What you need to do —
Reproduce the listing below line for line, with every character unchanged, but leave out the pictures.

[Start Supplied material]

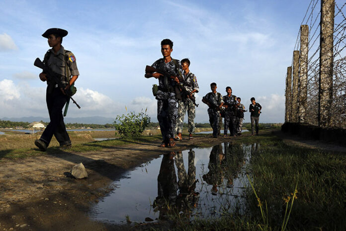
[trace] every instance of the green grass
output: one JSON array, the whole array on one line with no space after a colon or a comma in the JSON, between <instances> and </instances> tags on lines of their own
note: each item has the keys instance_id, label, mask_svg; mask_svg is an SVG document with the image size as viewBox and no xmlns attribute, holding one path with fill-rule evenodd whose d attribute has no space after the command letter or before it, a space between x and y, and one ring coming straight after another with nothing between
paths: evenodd
<instances>
[{"instance_id":1,"label":"green grass","mask_svg":"<svg viewBox=\"0 0 346 231\"><path fill-rule=\"evenodd\" d=\"M71 135L71 138L73 137ZM30 137L30 140L34 140L35 137ZM19 139L19 138L18 138ZM3 158L24 158L42 154L53 154L65 152L66 151L87 152L97 151L105 148L111 148L116 146L124 146L141 142L151 142L161 139L161 135L142 136L131 139L117 139L109 140L96 141L88 142L81 142L75 144L74 140L71 138L73 143L72 147L67 150L61 150L56 143L54 146L49 147L46 152L42 152L33 145L32 148L7 148L0 150L0 161ZM56 141L55 141L56 142ZM33 144L33 141L32 142ZM30 143L30 145L32 145Z\"/></svg>"},{"instance_id":2,"label":"green grass","mask_svg":"<svg viewBox=\"0 0 346 231\"><path fill-rule=\"evenodd\" d=\"M262 213L249 184L244 195L244 213L230 209L219 219L193 222L176 214L171 219L178 230L346 230L345 153L289 146L269 132L242 136L233 142L232 158L224 163L225 178L227 172L237 171L235 163L242 161L241 144L252 144L246 171L263 206ZM296 186L297 198L291 204Z\"/></svg>"}]
</instances>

[End Supplied material]

Reply —
[trace] every instance of the green grass
output: one JSON array, the whole array on one line with no space after a colon or a comma in the JSON, between <instances> and </instances> tags on lines of their own
note: each item has the keys instance_id, label, mask_svg; mask_svg is an SVG document with the image size as viewBox and no xmlns attribute, holding one path with fill-rule evenodd whose d attribute has no space after the command letter or before it, a space between x and y, and one ring coming straight after another with nothing between
paths: evenodd
<instances>
[{"instance_id":1,"label":"green grass","mask_svg":"<svg viewBox=\"0 0 346 231\"><path fill-rule=\"evenodd\" d=\"M71 135L71 138L73 137ZM30 137L30 140L34 140L35 137ZM19 139L19 138L18 138ZM3 158L24 158L42 154L53 154L65 152L66 151L87 152L97 151L105 148L111 148L116 146L124 146L141 142L151 142L161 139L161 135L142 136L131 139L117 139L109 140L96 141L88 142L81 142L75 144L74 140L71 138L73 143L72 147L67 150L61 150L56 143L54 146L49 147L46 152L42 152L33 145L32 148L7 148L0 150L0 161ZM56 141L55 141L56 142ZM33 144L33 141L32 142ZM30 143L30 145L32 145Z\"/></svg>"},{"instance_id":2,"label":"green grass","mask_svg":"<svg viewBox=\"0 0 346 231\"><path fill-rule=\"evenodd\" d=\"M262 213L249 184L244 195L244 213L230 209L219 219L193 222L176 214L171 219L178 230L346 230L345 153L289 146L269 132L242 136L233 142L232 158L224 163L225 178L227 172L237 171L235 163L242 161L241 144L252 144L246 171L263 206ZM296 186L297 198L291 204Z\"/></svg>"}]
</instances>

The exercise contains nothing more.